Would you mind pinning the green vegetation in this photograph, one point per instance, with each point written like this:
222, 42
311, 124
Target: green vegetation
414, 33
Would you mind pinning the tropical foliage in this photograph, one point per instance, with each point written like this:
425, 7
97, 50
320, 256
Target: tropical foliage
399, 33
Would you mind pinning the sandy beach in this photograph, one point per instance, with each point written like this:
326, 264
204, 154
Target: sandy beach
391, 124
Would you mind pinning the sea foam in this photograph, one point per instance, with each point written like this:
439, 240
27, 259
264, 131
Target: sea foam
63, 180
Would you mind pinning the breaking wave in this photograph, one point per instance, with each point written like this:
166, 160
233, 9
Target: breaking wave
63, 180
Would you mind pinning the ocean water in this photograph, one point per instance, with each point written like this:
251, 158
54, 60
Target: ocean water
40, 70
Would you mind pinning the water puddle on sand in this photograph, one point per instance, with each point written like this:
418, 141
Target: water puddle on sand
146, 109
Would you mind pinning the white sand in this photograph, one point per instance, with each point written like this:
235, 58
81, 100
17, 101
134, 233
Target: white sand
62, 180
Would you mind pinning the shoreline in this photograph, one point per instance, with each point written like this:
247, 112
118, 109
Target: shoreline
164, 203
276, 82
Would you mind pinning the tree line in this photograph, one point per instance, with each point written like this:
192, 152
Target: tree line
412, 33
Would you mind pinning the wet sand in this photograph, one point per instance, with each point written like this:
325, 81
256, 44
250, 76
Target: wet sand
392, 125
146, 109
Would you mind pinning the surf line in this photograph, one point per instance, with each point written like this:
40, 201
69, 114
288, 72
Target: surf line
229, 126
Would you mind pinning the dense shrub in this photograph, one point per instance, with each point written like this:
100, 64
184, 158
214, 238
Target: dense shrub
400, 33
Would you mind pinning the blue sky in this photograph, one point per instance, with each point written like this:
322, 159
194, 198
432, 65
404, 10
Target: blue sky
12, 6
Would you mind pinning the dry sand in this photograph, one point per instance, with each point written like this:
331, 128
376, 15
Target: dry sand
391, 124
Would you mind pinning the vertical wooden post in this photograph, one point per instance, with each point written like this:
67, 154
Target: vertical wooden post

_Problem statement:_ Put every line of the records above into a Markdown table with two columns, Row and Line. Number the rows in order and leave out any blank lines.

_Solution to the exercise:_
| Row | Line |
|---|---|
| 1 | Would you mind pinning the green vegetation in this photograph, one point per instance, with each point written like this: |
| 2 | 222, 42 |
| 3 | 311, 124 |
| 4 | Target: green vegetation |
| 5 | 414, 33 |
| 6 | Would you mind pinning the tropical foliage in this photograph, one point per instance, with each point written like this: |
| 7 | 425, 7 |
| 8 | 97, 50 |
| 9 | 320, 256 |
| 10 | Target: tropical foliage |
| 11 | 399, 33 |
| 12 | Would you mind pinning the sandy beach in this photograph, one point per instance, with each point written like this: |
| 13 | 326, 264 |
| 14 | 204, 154 |
| 15 | Target: sandy beach |
| 16 | 391, 124 |
| 17 | Would you mind pinning the sea foam in this photograph, one point per instance, with each point written like this: |
| 18 | 439, 240 |
| 19 | 27, 259 |
| 20 | 264, 131 |
| 21 | Target: sea foam |
| 22 | 63, 180 |
| 23 | Would you mind pinning the breaking wave in this photograph, one point per instance, with each point written like this: |
| 24 | 166, 160 |
| 25 | 233, 9 |
| 26 | Target: breaking wave |
| 27 | 63, 180 |
| 28 | Would you mind pinning the ocean water in this photograph, one point per instance, with each point written like this: |
| 29 | 251, 158 |
| 30 | 54, 60 |
| 31 | Target: ocean water |
| 32 | 40, 70 |
| 33 | Would you mind pinning the water puddle on sand in this photograph, one point per instance, with each point written like this: |
| 34 | 418, 141 |
| 35 | Target: water puddle on sand |
| 36 | 146, 109 |
| 37 | Would you mind pinning the white sand in this photograph, one point per instance, with each point written like this: |
| 38 | 235, 58 |
| 39 | 81, 100 |
| 40 | 17, 101 |
| 41 | 134, 233 |
| 42 | Target: white sand |
| 43 | 62, 180 |
| 44 | Would you mind pinning the shoreline in this photograph, one point per instance, with each point written like this: |
| 45 | 247, 112 |
| 46 | 118, 109 |
| 47 | Target: shoreline |
| 48 | 164, 203 |
| 49 | 276, 82 |
| 50 | Would you mind pinning the tree line in this photograph, one point per instance, with each point written like this: |
| 51 | 192, 152 |
| 52 | Target: tree line |
| 53 | 412, 33 |
| 54 | Would you mind pinning the wet sand in this photograph, one point per instance, with each point written like this: |
| 55 | 325, 81 |
| 56 | 256, 44 |
| 57 | 250, 76 |
| 58 | Target: wet sand |
| 59 | 392, 125 |
| 60 | 146, 109 |
| 61 | Would you mind pinning the surf line in this photograph, one point per instance, with each point written like this: |
| 62 | 40, 201 |
| 63 | 69, 114 |
| 64 | 288, 72 |
| 65 | Target: surf line |
| 66 | 229, 126 |
| 67 | Would you mind pinning the dense shrub in this photograph, one point per instance, with each point written like this: |
| 68 | 100, 64 |
| 69 | 184, 158 |
| 70 | 214, 238 |
| 71 | Target: dense shrub |
| 72 | 400, 33 |
| 73 | Would you mind pinning the blue sky in this photograph, one point per instance, with each point written like this: |
| 74 | 322, 159 |
| 75 | 194, 198 |
| 76 | 432, 65 |
| 77 | 404, 10 |
| 78 | Target: blue sky |
| 79 | 12, 6 |
| 80 | Would you mind pinning the dry sand in this photograph, one point per instance, with each point written like this: |
| 81 | 331, 128 |
| 82 | 376, 15 |
| 83 | Target: dry sand |
| 84 | 391, 124 |
| 85 | Would you mind pinning the vertical wooden post in this photograph, one point per instance, with each point written like this: |
| 86 | 67, 154 |
| 87 | Target: vertical wooden post |